+++ RECORD EXCERPTS +++

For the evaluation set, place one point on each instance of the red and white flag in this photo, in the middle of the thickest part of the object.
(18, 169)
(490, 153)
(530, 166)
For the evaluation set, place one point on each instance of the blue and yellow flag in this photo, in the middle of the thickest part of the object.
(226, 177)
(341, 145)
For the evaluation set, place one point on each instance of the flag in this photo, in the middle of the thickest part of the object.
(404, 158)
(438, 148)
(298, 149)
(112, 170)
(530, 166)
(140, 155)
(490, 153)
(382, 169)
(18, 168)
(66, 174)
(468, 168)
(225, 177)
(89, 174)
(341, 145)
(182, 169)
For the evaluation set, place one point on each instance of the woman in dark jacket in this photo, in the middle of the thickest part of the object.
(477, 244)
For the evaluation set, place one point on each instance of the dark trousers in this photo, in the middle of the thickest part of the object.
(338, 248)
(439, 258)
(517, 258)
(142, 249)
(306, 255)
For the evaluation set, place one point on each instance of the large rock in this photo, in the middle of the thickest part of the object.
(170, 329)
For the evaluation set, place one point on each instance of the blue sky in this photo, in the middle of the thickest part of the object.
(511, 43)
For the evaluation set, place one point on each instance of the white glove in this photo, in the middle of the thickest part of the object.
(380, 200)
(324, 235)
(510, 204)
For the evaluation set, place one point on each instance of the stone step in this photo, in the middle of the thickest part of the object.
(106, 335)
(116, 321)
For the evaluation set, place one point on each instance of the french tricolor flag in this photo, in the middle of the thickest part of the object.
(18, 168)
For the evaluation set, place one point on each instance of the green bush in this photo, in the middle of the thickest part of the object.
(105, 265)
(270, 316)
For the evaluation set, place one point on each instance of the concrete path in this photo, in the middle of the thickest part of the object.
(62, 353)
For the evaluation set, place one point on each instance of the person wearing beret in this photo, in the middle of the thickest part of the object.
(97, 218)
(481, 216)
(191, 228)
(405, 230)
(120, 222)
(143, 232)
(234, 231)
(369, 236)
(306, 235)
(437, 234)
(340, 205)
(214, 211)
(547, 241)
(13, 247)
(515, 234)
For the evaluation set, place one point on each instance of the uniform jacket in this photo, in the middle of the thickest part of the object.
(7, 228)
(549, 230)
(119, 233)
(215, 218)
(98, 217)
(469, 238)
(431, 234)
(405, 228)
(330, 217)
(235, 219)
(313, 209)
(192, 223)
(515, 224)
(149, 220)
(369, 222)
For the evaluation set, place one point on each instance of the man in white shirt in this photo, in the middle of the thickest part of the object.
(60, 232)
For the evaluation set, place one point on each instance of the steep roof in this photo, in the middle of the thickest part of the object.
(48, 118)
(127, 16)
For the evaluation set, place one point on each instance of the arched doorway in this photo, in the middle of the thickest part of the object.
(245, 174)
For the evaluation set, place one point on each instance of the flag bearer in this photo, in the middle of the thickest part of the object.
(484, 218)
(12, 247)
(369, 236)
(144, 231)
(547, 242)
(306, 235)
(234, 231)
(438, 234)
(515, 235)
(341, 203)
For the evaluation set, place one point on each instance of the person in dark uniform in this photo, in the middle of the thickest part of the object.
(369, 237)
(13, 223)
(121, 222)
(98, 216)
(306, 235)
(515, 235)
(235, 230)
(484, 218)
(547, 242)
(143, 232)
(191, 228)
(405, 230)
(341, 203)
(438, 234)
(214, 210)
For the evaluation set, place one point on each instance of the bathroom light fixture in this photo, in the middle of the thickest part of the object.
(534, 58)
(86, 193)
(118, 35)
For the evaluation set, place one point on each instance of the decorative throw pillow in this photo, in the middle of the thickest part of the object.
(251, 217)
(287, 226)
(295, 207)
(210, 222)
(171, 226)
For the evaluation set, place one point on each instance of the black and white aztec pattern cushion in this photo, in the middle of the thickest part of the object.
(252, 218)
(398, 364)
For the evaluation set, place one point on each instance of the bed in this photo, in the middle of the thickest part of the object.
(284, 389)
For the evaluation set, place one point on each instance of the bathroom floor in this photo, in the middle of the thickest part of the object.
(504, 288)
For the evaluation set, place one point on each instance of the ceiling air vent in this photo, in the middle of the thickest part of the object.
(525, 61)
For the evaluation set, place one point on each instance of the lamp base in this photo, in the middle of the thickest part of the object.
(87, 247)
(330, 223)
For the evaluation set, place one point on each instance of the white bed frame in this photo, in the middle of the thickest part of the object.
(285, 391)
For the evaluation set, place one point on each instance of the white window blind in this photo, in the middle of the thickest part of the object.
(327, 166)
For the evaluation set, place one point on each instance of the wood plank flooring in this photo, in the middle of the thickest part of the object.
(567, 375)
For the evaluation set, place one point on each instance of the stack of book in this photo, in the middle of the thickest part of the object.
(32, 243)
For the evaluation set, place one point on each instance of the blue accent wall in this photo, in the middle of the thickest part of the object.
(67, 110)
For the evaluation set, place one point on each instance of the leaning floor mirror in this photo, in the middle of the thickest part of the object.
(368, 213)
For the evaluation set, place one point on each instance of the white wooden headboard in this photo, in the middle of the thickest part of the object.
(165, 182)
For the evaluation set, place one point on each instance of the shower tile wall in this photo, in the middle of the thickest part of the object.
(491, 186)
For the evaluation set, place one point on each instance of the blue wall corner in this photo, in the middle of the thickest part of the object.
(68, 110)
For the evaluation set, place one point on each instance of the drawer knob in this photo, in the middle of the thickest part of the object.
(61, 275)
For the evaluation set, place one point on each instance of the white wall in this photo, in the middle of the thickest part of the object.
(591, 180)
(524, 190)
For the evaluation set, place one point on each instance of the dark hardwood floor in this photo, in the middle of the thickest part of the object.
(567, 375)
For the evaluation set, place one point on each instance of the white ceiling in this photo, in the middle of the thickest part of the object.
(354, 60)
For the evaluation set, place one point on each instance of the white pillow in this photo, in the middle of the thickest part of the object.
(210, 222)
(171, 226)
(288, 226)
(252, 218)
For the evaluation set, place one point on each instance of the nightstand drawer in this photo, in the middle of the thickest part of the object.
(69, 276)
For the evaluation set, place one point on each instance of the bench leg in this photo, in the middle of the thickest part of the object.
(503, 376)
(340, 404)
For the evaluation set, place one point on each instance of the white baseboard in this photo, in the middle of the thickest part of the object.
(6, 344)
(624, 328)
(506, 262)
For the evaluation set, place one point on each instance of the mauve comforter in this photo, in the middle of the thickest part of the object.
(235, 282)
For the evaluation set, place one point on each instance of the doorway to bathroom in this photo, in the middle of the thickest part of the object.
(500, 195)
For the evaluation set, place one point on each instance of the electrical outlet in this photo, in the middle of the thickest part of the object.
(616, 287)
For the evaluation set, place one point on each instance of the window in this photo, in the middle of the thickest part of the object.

+++

• [PROBLEM]: Transcribe the data. Leave every line exactly as it is.

• [ANSWER TO THE TASK]:
For the evaluation set, place one point on each instance of the red and white flag in this photo, in the middle of the thickest part of the object.
(18, 169)
(490, 153)
(530, 166)
For the evaluation set, place one point on each instance of the blue and yellow flag in this photo, in the middle of the thickest part of the object.
(226, 177)
(341, 145)
For the evaluation set, place one point on each instance of the flag in this photo, in the middle of the thickest part of the object.
(404, 158)
(438, 148)
(298, 149)
(112, 170)
(530, 166)
(140, 155)
(490, 153)
(382, 169)
(18, 168)
(66, 174)
(468, 168)
(225, 177)
(89, 174)
(341, 145)
(182, 169)
For the evaluation set, place one point on each instance of the woman in dark jacket in this photo, in the middle of the thickest part of the object.
(477, 244)
For the evaluation set, place one point on each instance of the dark trousers in this photo, in the middle of the thickest part of the object.
(338, 248)
(439, 258)
(517, 258)
(142, 249)
(306, 255)
For the evaluation set, place one point on each instance of the large rock in this photo, in the middle of the thickest part of the object.
(170, 329)
For the evaluation set, place one point on each instance of the blue sky in this photo, in the middle of the thickest part of the object.
(511, 43)
For the evaluation set, place one point on each instance of the white glove in this photo, in the middle of the thickest part of the object.
(380, 200)
(324, 235)
(510, 204)
For the evaluation set, place one point on each instance of the stone step in this photo, in the middle of the thickest part of the object.
(106, 335)
(116, 321)
For the evaluation set, place one point on each instance of the french tricolor flag in this photo, in the middle of the thickest part of the object.
(18, 168)
For the evaluation set, place one point on each instance of the green bush in this photo, in the middle of the thickest part of the object.
(105, 265)
(270, 316)
For the evaluation set, place one point on each instance of the concrete path in this photo, in the middle of the thickest part of the object.
(62, 353)
For the evaluation set, place one point on each instance of the person wearing beret in this photo, in the middle of the thickest part of the object.
(97, 218)
(481, 216)
(191, 228)
(405, 230)
(120, 222)
(143, 232)
(234, 231)
(369, 236)
(306, 235)
(437, 234)
(340, 205)
(214, 211)
(547, 241)
(13, 247)
(515, 234)
For the evaluation set, place one point on each instance of the uniform jacket in this photo, in the middle of the thickest part of the object.
(7, 228)
(549, 230)
(119, 233)
(215, 218)
(98, 217)
(469, 238)
(431, 234)
(405, 228)
(330, 217)
(235, 219)
(313, 209)
(192, 223)
(515, 224)
(149, 220)
(369, 222)
For the evaluation set, place one point on each instance of the man in white shirt in this photo, in the middle of the thickest part of the object.
(60, 232)
For the evaluation set, place one point on each instance of the steep roof in this photo, in the middle of the thickest part of the object.
(48, 118)
(127, 16)
For the evaluation set, place one point on each instance of the arched doorway in this photo, in the middle of the thickest part of the object.
(245, 174)
For the evaluation set, place one point on each instance of the flag bearer in this photo, in the middle of the thickest part of the object.
(484, 218)
(12, 247)
(369, 236)
(144, 231)
(547, 242)
(306, 235)
(234, 231)
(438, 234)
(515, 235)
(341, 203)
For the evaluation set, place one point on each instance of the person in dark uniform in this photo, in the middle of the thickest part of the object.
(369, 237)
(13, 223)
(121, 222)
(98, 216)
(306, 235)
(515, 235)
(235, 230)
(484, 218)
(547, 242)
(143, 232)
(191, 228)
(405, 230)
(341, 203)
(438, 234)
(214, 210)
For the evaluation set, place one point on each instance of the bathroom light fixture in this photo, in the middle of the thickest part of the object.
(534, 58)
(86, 193)
(118, 35)
For the evaluation set, place one point on each instance of the decorative throw pillow in this photo, in the middle of the thickest part of the object.
(251, 217)
(287, 226)
(295, 207)
(210, 222)
(171, 226)
For the evaluation set, place one point on each instance of the black and white aztec pattern cushion in this photo, in the middle of the thickest part of the object.
(252, 218)
(398, 364)
For the evaluation set, place one point on each instance of the bed in this photo, in the middle of the thickest part of the object.
(284, 389)
For the evaluation set, place one point on each instance of the bathroom floor in this photo, in the middle of the thickest part of the object.
(504, 288)
For the evaluation set, place one point on each instance of the ceiling air vent in this photo, in the middle of the thickest part of the object.
(525, 61)
For the evaluation set, place one point on each instance of the lamp base in this photo, in the middle of the thickest part of the object.
(87, 247)
(330, 223)
For the evaluation set, place one point on each instance of the white bed frame in this photo, in the middle of the thickest part of the object.
(285, 391)
For the evaluation set, place one point on each instance of the white window blind in this photo, in the middle of the thickest part of the object.
(327, 166)
For the evaluation set, place one point on each instance of the wood plank flooring in this photo, in the middle of the thickest part of the object.
(567, 375)
For the evaluation set, place one point on each instance of the stack of book in this photo, in the middle of the thickest part of the object.
(32, 243)
For the evaluation set, place one point on each instance of the blue accent wall in this photo, in the middle of the thickest part of the object.
(67, 110)
For the evaluation set, place one point on each instance of the leaning floor mirror in this photo, in the middle of the thickest part of the object.
(368, 213)
For the evaluation set, place one point on each instance of the white wooden headboard in this photo, in the middle of the thickest part of the object.
(165, 182)
For the evaluation set, place one point on each instance of the shower tile wall in this photo, in the middle of the thickest part of the object.
(491, 186)
For the evaluation set, place one point on each instance of the blue wall corner in this photo, in the middle of the thickest part of the object.
(68, 110)
For the evaluation set, place one point on each instance of the drawer knob in this photo, in the middle of the thickest part of the object.
(61, 275)
For the evaluation set, place one point on each instance of the white wall in this photo, in the middle of the thickest part of the object.
(591, 180)
(524, 190)
For the evaluation set, place one point on each instance of the dark hardwood floor in this photo, in the middle of the thickest part of the object.
(567, 375)
For the evaluation set, place one point on each instance of the white ceiling in this photo, in the middle of the thickest part of the object.
(354, 60)
For the evaluation set, place one point on each instance of the white pillow in this photo, in the middle of the thickest part of the object.
(210, 222)
(171, 226)
(288, 226)
(252, 218)
For the evaluation set, place one point on each instance of the nightstand drawer in this photo, in the middle of the thickest part of the object.
(69, 276)
For the evaluation set, place one point on each instance of the bench leg in this photo, in the middle of the thickest part of the object.
(503, 376)
(340, 404)
For the evaluation set, place one point on each instance of the white baseboard in this photo, in the middle of the thickest part of the object.
(6, 344)
(624, 328)
(506, 262)
For the evaluation set, place one point on each instance of the mauve comforter in this photo, in the middle of the thickest part of the object.
(235, 282)
For the evaluation set, place one point on each instance of the doorway to bathroom in this photo, in the middle of the thickest part of the object.
(500, 195)
For the evaluation set, place one point on each instance of the electrical outlet in this photo, in the middle of the thickest part of the object.
(616, 287)
For the evaluation set, place one point on each instance of the window in this photo, in the middle of the thickest part of the object.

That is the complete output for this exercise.